*Written tasks:*
1. Reproduce word for word the passage of the email about XRI syntax from "I'd also add" up to and including "the appropriate abstraction.".
2. Answer these questions using the email about XRI syntax:
(a) What two objections does Gabe give to using ASN.1 for syntax?
(b) On what date and at what time was Steven Churchill's message sent?
(c) In the 2.0 concrete syntax, how are cross references delimited?
3. Carry on writing the email about XRI syntax, picking up right after its final sentence.

I'd also add also add consideration of the impact on existing
implementations and deployments of XRIs. This is what really worries me, in
addition to the fact that we're just now getting attention with OpenID and
we're considering changing the most visible part of XRI (the syntax). 

Personally, using ASN.1 for syntax seems scary for this purpose - and I
don't think it's the appropriate abstraction.  

	-Gabe

> -----Original Message-----
> From: Steven Churchill [mailto:steven.churchill@xdi.org]
> Sent: Wednesday, March 07, 2007 3:01 PM
> To: xri@lists.oasis-open.org
> Subject: [xri] Framing the 2.1 ABNF discussion -- the separation of
> abstract vs concrete syntaxes
> 
> 
> All,
> 
> It is to the TC's disadvantage that the discussion around the 2.1 ABNF has
> not been framed in terms of abstract vs. concrete syntaxes.
> 
> XRI *does* have an abstract syntax. It is (essentially and informally):
> "an
> XRI is made up of a sequence of segments, where each segment has zero or
> more subsegments. Each subsegment can be either a terminal or a cross
> reference." (Fragments, queries, persistence, and other minutiae have been
> omitted in this description.)
> 
> This abstract syntax is simple, elegant, and powerful. (It is, presumably,
> one reason that we are all in this space.)
> 
> Up through XRI Syntax 2.0, the concrete syntax--reflected in the 2.0
> ABNF--has had a high degree of fidelity with the abstract syntax. For
> example, the concrete syntax has explicit delimiters between the
> subsegments, and cross references are delimited by surrounding parens.
> (Note
> that it did not have full fidelity, for example, because the first
> subsegment delimiters could be omitted between a left-most GCS character
> and
> the next subsegment. That is a good thing.)
> 
> Requirements of late have deemed that the concrete syntax should differ
> further from the abstract syntax, conceivably, because a fuller-fidelity
> concrete syntax is neither readable nor writable for common readers and
> writers of the concrete syntax.

*Data supplied:*

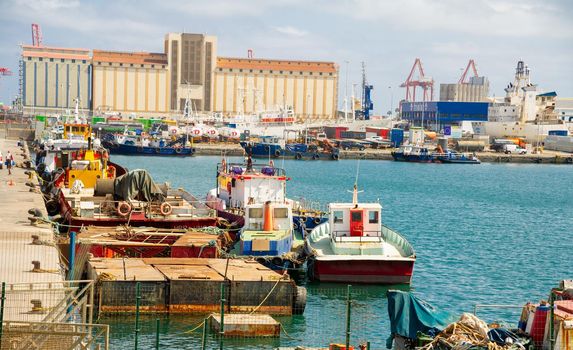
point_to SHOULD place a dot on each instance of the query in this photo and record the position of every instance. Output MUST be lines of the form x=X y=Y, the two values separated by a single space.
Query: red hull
x=364 y=271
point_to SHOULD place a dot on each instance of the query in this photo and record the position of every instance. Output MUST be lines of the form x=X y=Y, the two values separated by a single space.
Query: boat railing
x=367 y=237
x=241 y=169
x=397 y=240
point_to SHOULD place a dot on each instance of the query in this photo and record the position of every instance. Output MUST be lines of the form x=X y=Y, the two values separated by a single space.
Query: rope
x=269 y=294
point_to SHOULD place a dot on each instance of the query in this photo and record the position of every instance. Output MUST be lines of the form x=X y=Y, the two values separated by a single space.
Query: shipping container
x=397 y=137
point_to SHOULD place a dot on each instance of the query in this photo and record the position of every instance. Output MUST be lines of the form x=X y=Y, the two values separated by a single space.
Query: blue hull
x=149 y=151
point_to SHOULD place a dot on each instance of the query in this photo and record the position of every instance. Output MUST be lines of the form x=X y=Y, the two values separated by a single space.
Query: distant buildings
x=157 y=84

*Response list:*
1.
I'd also add also add consideration of the impact on existing
implementations and deployments of XRIs. This is what really worries me, in
addition to the fact that we're just now getting attention with OpenID and
we're considering changing the most visible part of XRI (the syntax). 

Personally, using ASN.1 for syntax seems scary for this purpose - and I
don't think it's the appropriate abstraction.

2.
(a) It seems scary for this purpose, and it isn't the appropriate abstraction.
(b) Wednesday, March 07, 2007, 3:01 PM.
(c) By surrounding parens.

3.
> 
> I do not believe that anyone is proposing that 2.1 be a change the
> *abstract* XRI syntax. However, because the TC has failed to frame the
> discussion as such, it is difficult for me to tell.
> 
> I think that by framing this discussion improperly, the TC is wasting lots
> of time and effort. Here's how I would frame it:
> 
> o   Propose the abstract syntax for XRI 2.1. Discuss whether or not it
> differs from the abstract syntax of 2.0.
> 
> o   Provide motivations (the requirements) for why the 2.1 concrete syntax
> (reflected by the 2.1 ABNF) should have lower fidelity with the abstract
> syntax. Conceivably, these are around read and write-ability. (Does the TC
> agree with these requirements?)
> 
> o   Provide some analysis of alternative concrete syntaxes (give some
> example XRIs) that may meet these requirements.
> 
> o   Once the "look" of the concrete syntax is decided, then start
> discussing
> the nuances of the ABNF that will implement this concrete syntax.
> 
> For discussion around this "separation of abstract and concrete syntaxes",
> see section 1.2 of
> <http://www.cs.chalmers.se/~bringert/publ/exjobb/embedded-grammars.pdf> or
> <http://winnie.kuis.kyoto-u.ac.jp/foldoc/foldoc.cgi?abstract+syntax>
> 
> Perhaps ASN.1 or something should be used to formalize the XRI abstract
> syntax.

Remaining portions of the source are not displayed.